* _Exercise instructions_:
1 – Summarize the text on the leaderboard architecture in two sentences.
2 – Return, word for word, the part of the leaderboard architecture text that opens with the words containing "While the batcher" and closes with "it can sustain.".

* _Provided text_:
********************
The answer is a dual-store architecture: Redis for live rankings, MySQL for durable event history. Every score increment persists to MySQL and updates Redis. On Redis restart, the service can replay MySQL events and rebuild the sorted set. This is the architecture this implementation uses — and the extra complexity it introduces is where the interesting design work begins.
The naive dual-store approach has a fatal flaw. If every score increment triggers a direct MySQL write, a game with 50,000 concurrent players generating one score per second produces 50,000 inserts per second. MySQL is not designed for that. At that rate, the write queue backs up, replication lag grows, insert latency climbs, and the entire service degrades — not just the database tier, but every caller waiting for acknowledgment.
A typical game session isn't a uniform stream of events. Players score in bursts — kill streaks, boss encounters, time-limited challenges. Peak write load can easily be 10× or 20× average. Designing for average load leaves you exposed precisely at the moments that matter most: the events that generate spikes in traffic are usually the high-stakes moments players care about most. That's a bad time for your database to saturate.
The answer is an in-memory event batcher that sits between the HTTP handler and the database. Incoming score events are acknowledged immediately by the service and placed in a buffer. A background goroutine flushes the buffer to MySQL in bulk every 100ms, or when the buffer reaches 500 events — whichever comes first. At peak load, this reduces MySQL write operations from thousands of individual inserts per second to roughly 10 bulk inserts per second. That's a 500× reduction in database write operations — achieved without any change to the API contract or the read path.
While the batcher defers MySQL writes, Redis is updated synchronously on every score event via ZINCRBY. The sorted set always reflects current rankings — a player who scores sees their rank update immediately on the next leaderboard read. The batcher is a write-buffering layer for durability, not for ranking accuracy. Players see real-time standings; MySQL catches up in the background at a pace it can sustain.
Any service that holds in-memory buffers has a contract to honour on shutdown: drain the buffer before exit, or lose data. This implementation signals the batcher goroutine to flush remaining events and waits for confirmation before the process terminates. Skipping this step means every planned restart silently discards buffered events — a quiet, hard-to-detect data loss scenario that only surfaces when historical rankings drift from Redis state.
********************
Rows excerpted from a collection
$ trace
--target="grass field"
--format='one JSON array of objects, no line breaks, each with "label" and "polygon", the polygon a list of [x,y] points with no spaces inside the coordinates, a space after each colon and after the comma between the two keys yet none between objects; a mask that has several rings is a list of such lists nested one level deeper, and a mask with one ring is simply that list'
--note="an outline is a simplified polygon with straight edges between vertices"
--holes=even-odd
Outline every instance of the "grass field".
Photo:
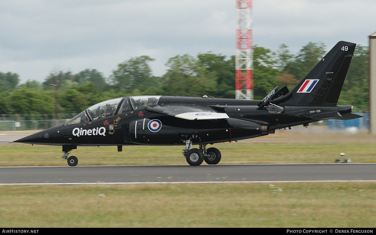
********************
* _Expected responses_:
1 – The design pairs Redis for live rankings with MySQL for durable event history, but writing every score increment straight to MySQL would overwhelm the database under bursty peak load. An in-memory batcher acknowledges score events immediately and flushes them to MySQL in bulk every 100ms or at 500 events, while Redis is updated synchronously so rankings stay current, and the buffer is drained before shutdown to avoid losing data.

2 –
While the batcher defers MySQL writes, Redis is updated synchronously on every score event via ZINCRBY. The sorted set always reflects current rankings — a player who scores sees their rank update immediately on the next leaderboard read. The batcher is a write-buffering layer for durability, not for ranking accuracy. Players see real-time standings; MySQL catches up in the background at a pace it can sustain.